* **EXTRACTED RECORDS**
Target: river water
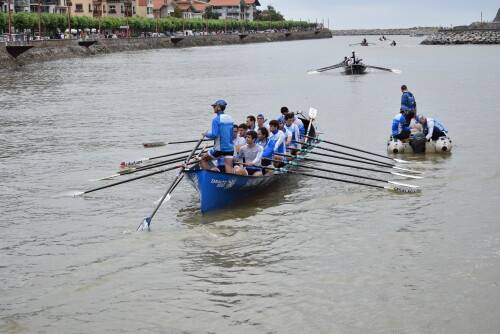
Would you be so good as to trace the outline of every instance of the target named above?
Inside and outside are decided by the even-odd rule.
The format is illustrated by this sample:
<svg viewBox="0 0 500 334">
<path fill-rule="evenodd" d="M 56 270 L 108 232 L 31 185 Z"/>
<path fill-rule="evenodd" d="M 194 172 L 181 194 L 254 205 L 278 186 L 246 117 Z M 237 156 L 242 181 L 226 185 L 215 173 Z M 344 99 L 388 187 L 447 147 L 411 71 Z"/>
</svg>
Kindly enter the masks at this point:
<svg viewBox="0 0 500 334">
<path fill-rule="evenodd" d="M 498 333 L 500 47 L 356 47 L 402 70 L 307 75 L 357 37 L 164 49 L 0 70 L 0 332 Z M 401 84 L 450 130 L 449 156 L 407 157 L 420 194 L 290 179 L 202 216 L 174 177 L 64 196 L 192 144 L 210 104 L 319 110 L 325 139 L 385 153 Z M 332 167 L 333 168 L 333 167 Z"/>
</svg>

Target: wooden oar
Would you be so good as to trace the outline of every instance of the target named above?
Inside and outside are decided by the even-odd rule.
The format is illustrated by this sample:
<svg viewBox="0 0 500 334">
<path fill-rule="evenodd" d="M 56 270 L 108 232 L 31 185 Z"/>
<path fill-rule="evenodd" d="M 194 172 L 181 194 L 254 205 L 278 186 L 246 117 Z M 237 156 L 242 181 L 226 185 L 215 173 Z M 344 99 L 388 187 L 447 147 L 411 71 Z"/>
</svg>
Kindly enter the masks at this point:
<svg viewBox="0 0 500 334">
<path fill-rule="evenodd" d="M 207 147 L 212 147 L 212 146 L 213 145 L 209 145 Z M 120 163 L 120 167 L 122 167 L 122 168 L 124 168 L 124 167 L 134 167 L 134 166 L 143 164 L 143 163 L 145 163 L 147 161 L 161 159 L 161 158 L 168 158 L 168 157 L 172 157 L 174 155 L 179 155 L 179 154 L 184 154 L 184 153 L 189 153 L 189 152 L 191 152 L 191 150 L 185 150 L 185 151 L 179 151 L 179 152 L 168 153 L 168 154 L 163 154 L 163 155 L 157 155 L 156 157 L 142 158 L 141 160 L 136 160 L 136 161 L 128 161 L 128 162 L 124 161 L 124 162 Z"/>
<path fill-rule="evenodd" d="M 195 164 L 195 163 L 198 163 L 198 161 L 190 162 L 189 165 L 192 165 L 192 164 Z M 93 192 L 98 191 L 98 190 L 103 190 L 103 189 L 115 187 L 115 186 L 118 186 L 120 184 L 124 184 L 124 183 L 128 183 L 128 182 L 140 180 L 140 179 L 143 179 L 145 177 L 149 177 L 149 176 L 153 176 L 153 175 L 165 173 L 165 172 L 168 172 L 168 171 L 171 171 L 171 170 L 174 170 L 174 169 L 181 168 L 183 166 L 184 165 L 182 164 L 182 165 L 176 165 L 176 166 L 173 166 L 173 167 L 170 167 L 170 168 L 166 168 L 166 169 L 161 169 L 161 170 L 158 170 L 158 171 L 154 171 L 152 173 L 144 174 L 144 175 L 141 175 L 141 176 L 136 176 L 136 177 L 133 177 L 133 178 L 130 178 L 130 179 L 126 179 L 126 180 L 123 180 L 123 181 L 119 181 L 119 182 L 115 182 L 115 183 L 110 183 L 110 184 L 107 184 L 107 185 L 104 185 L 104 186 L 101 186 L 101 187 L 92 188 L 92 189 L 89 189 L 89 190 L 77 192 L 77 193 L 73 194 L 73 196 L 74 197 L 83 196 L 83 195 L 90 194 L 90 193 L 93 193 Z"/>
<path fill-rule="evenodd" d="M 203 141 L 209 141 L 211 139 L 203 139 Z M 142 144 L 144 147 L 159 147 L 159 146 L 165 146 L 165 145 L 175 145 L 175 144 L 188 144 L 188 143 L 196 143 L 198 140 L 183 140 L 183 141 L 169 141 L 167 143 L 158 141 L 158 142 L 152 142 L 152 143 L 144 143 Z"/>
<path fill-rule="evenodd" d="M 287 158 L 294 158 L 297 161 L 301 161 L 302 160 L 302 161 L 319 162 L 319 163 L 322 163 L 322 164 L 328 164 L 328 165 L 346 167 L 346 168 L 351 168 L 351 169 L 366 170 L 366 171 L 375 172 L 375 173 L 392 174 L 392 175 L 396 175 L 396 176 L 406 177 L 406 178 L 409 178 L 409 179 L 422 179 L 423 178 L 422 176 L 407 175 L 407 174 L 401 174 L 401 173 L 397 173 L 397 172 L 389 172 L 389 171 L 386 171 L 386 170 L 380 170 L 380 169 L 374 169 L 374 168 L 368 168 L 368 167 L 361 167 L 361 166 L 349 165 L 349 164 L 341 164 L 341 163 L 333 162 L 333 161 L 326 161 L 326 160 L 313 159 L 313 158 L 305 158 L 305 157 L 302 157 L 302 156 L 293 156 L 293 155 L 281 154 L 281 153 L 274 153 L 274 154 L 275 155 L 279 155 L 279 156 L 283 156 L 283 157 L 287 157 Z"/>
<path fill-rule="evenodd" d="M 344 64 L 344 62 L 341 62 L 341 63 L 335 64 L 335 65 L 326 66 L 326 67 L 318 68 L 318 69 L 315 69 L 315 70 L 309 70 L 307 72 L 307 74 L 315 74 L 315 73 L 321 73 L 321 72 L 333 70 L 335 68 L 341 67 L 343 64 Z"/>
<path fill-rule="evenodd" d="M 317 167 L 317 166 L 299 164 L 297 161 L 286 162 L 286 161 L 274 160 L 274 159 L 271 159 L 271 161 L 273 161 L 273 162 L 282 162 L 282 163 L 285 163 L 287 165 L 295 166 L 295 167 L 299 167 L 299 168 L 307 168 L 307 169 L 318 170 L 318 171 L 321 171 L 321 172 L 327 172 L 327 173 L 332 173 L 332 174 L 339 174 L 339 175 L 345 175 L 345 176 L 355 177 L 355 178 L 358 178 L 358 179 L 371 180 L 371 181 L 379 181 L 379 182 L 391 182 L 389 180 L 379 179 L 379 178 L 365 176 L 365 175 L 352 174 L 352 173 L 346 173 L 346 172 L 336 171 L 336 170 L 332 170 L 332 169 L 325 169 L 325 168 L 321 168 L 321 167 Z M 392 174 L 392 175 L 402 176 L 402 177 L 406 177 L 406 178 L 410 178 L 410 179 L 422 179 L 421 176 L 404 175 L 404 174 L 400 174 L 400 173 L 391 173 L 391 172 L 385 172 L 385 171 L 379 171 L 379 173 Z M 412 185 L 405 185 L 405 186 L 412 186 Z"/>
<path fill-rule="evenodd" d="M 387 72 L 392 72 L 396 74 L 401 74 L 401 70 L 393 69 L 393 68 L 385 68 L 385 67 L 379 67 L 379 66 L 371 66 L 371 65 L 365 65 L 368 68 L 373 68 L 376 70 L 381 70 L 381 71 L 387 71 Z"/>
<path fill-rule="evenodd" d="M 128 174 L 134 174 L 134 173 L 142 172 L 142 171 L 145 171 L 145 170 L 148 170 L 148 169 L 158 168 L 158 167 L 162 167 L 162 166 L 166 166 L 166 165 L 171 165 L 171 164 L 174 164 L 174 163 L 182 162 L 186 158 L 187 158 L 187 155 L 181 156 L 181 157 L 178 157 L 178 158 L 175 158 L 175 159 L 160 161 L 160 162 L 157 162 L 157 163 L 154 163 L 154 164 L 150 164 L 150 165 L 147 165 L 147 166 L 130 167 L 130 168 L 121 170 L 121 171 L 119 171 L 116 174 L 105 176 L 105 177 L 101 177 L 99 179 L 94 179 L 94 180 L 90 180 L 90 181 L 111 180 L 111 179 L 117 178 L 119 176 L 128 175 Z"/>
<path fill-rule="evenodd" d="M 339 160 L 358 162 L 360 164 L 372 165 L 372 166 L 377 166 L 377 167 L 382 167 L 382 168 L 392 168 L 392 169 L 400 170 L 403 172 L 414 173 L 414 174 L 423 174 L 422 172 L 417 171 L 417 170 L 401 168 L 401 167 L 398 167 L 398 166 L 392 165 L 392 164 L 379 164 L 379 163 L 374 163 L 374 162 L 370 162 L 370 161 L 366 161 L 366 160 L 352 159 L 352 158 L 347 158 L 347 157 L 343 157 L 340 155 L 333 155 L 333 154 L 319 153 L 319 152 L 308 152 L 308 154 L 319 155 L 322 157 L 329 157 L 329 158 L 334 158 L 334 159 L 339 159 Z"/>
<path fill-rule="evenodd" d="M 198 140 L 198 142 L 196 143 L 196 146 L 193 148 L 193 150 L 189 154 L 188 158 L 186 159 L 185 164 L 187 164 L 191 160 L 191 158 L 193 157 L 194 153 L 196 152 L 196 150 L 200 146 L 201 142 L 204 140 L 204 138 L 205 138 L 205 136 L 201 137 Z M 149 230 L 149 228 L 151 226 L 151 221 L 153 220 L 153 217 L 156 215 L 156 212 L 158 212 L 158 209 L 160 209 L 161 205 L 163 204 L 163 202 L 165 201 L 165 199 L 167 197 L 168 197 L 168 199 L 170 199 L 172 192 L 174 191 L 175 187 L 177 187 L 178 181 L 184 177 L 183 172 L 184 172 L 184 168 L 180 168 L 179 172 L 177 173 L 177 175 L 176 175 L 176 177 L 174 179 L 174 181 L 172 182 L 172 184 L 170 185 L 170 187 L 168 187 L 167 191 L 165 192 L 165 194 L 160 199 L 160 202 L 156 205 L 156 207 L 153 210 L 153 212 L 148 217 L 144 218 L 143 222 L 139 225 L 139 227 L 137 227 L 137 231 L 139 231 L 140 229 L 142 229 L 142 230 L 144 230 L 144 229 Z"/>
<path fill-rule="evenodd" d="M 404 184 L 404 183 L 399 183 L 399 182 L 394 182 L 394 181 L 387 181 L 388 185 L 380 186 L 380 185 L 376 185 L 376 184 L 351 181 L 351 180 L 345 180 L 345 179 L 337 179 L 337 178 L 323 176 L 323 175 L 316 175 L 316 174 L 298 172 L 298 171 L 294 171 L 294 170 L 286 170 L 286 169 L 282 169 L 282 168 L 275 168 L 275 167 L 269 167 L 269 166 L 262 167 L 262 168 L 271 169 L 271 170 L 279 171 L 282 173 L 310 176 L 310 177 L 315 177 L 315 178 L 324 179 L 324 180 L 350 183 L 350 184 L 356 184 L 356 185 L 360 185 L 360 186 L 367 186 L 367 187 L 378 188 L 378 189 L 392 190 L 392 191 L 403 192 L 403 193 L 417 193 L 417 192 L 421 191 L 419 186 L 415 186 L 412 184 Z"/>
<path fill-rule="evenodd" d="M 315 138 L 315 139 L 317 139 L 318 141 L 323 142 L 323 143 L 327 143 L 327 144 L 338 146 L 338 147 L 342 147 L 342 148 L 347 148 L 349 150 L 358 151 L 358 152 L 361 152 L 361 153 L 366 153 L 366 154 L 369 154 L 369 155 L 377 156 L 377 157 L 388 159 L 388 160 L 391 160 L 391 161 L 395 161 L 395 162 L 399 162 L 399 163 L 405 163 L 405 164 L 406 163 L 410 163 L 409 161 L 406 161 L 406 160 L 391 158 L 391 157 L 388 157 L 386 155 L 382 155 L 382 154 L 378 154 L 378 153 L 373 153 L 373 152 L 365 151 L 365 150 L 362 150 L 362 149 L 359 149 L 359 148 L 356 148 L 356 147 L 352 147 L 352 146 L 347 146 L 347 145 L 335 143 L 333 141 L 328 141 L 328 140 L 319 139 L 319 138 Z"/>
</svg>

* **EXERCISE**
Rewrite the lines from the one containing "Target: wooden oar" through the one containing "207 147 L 212", changing "sample" to "example" and leaving everything else as it is. Return only those lines.

* **RESPONSE**
Target: wooden oar
Would you be so good as to trace the outline of every instance of the target named above?
Inside and outside are decided by the even-odd rule.
The format is illustrated by this example:
<svg viewBox="0 0 500 334">
<path fill-rule="evenodd" d="M 56 270 L 108 232 L 31 185 Z"/>
<path fill-rule="evenodd" d="M 194 172 L 181 194 L 254 205 L 278 186 L 246 117 Z M 237 156 L 242 181 L 226 185 L 215 173 Z M 344 99 L 388 187 L 447 147 L 411 71 Z"/>
</svg>
Kindly enter the masks at this point:
<svg viewBox="0 0 500 334">
<path fill-rule="evenodd" d="M 207 147 L 212 147 L 212 146 L 213 145 L 209 145 Z M 120 163 L 120 167 L 122 167 L 122 168 L 124 168 L 124 167 L 134 167 L 134 166 L 143 164 L 143 163 L 145 163 L 147 161 L 161 159 L 161 158 L 168 158 L 168 157 L 172 157 L 174 155 L 179 155 L 179 154 L 184 154 L 184 153 L 189 153 L 189 152 L 191 152 L 191 150 L 185 150 L 185 151 L 179 151 L 179 152 L 168 153 L 168 154 L 163 154 L 163 155 L 157 155 L 156 157 L 142 158 L 141 160 L 136 160 L 136 161 L 128 161 L 128 162 L 124 161 L 124 162 Z"/>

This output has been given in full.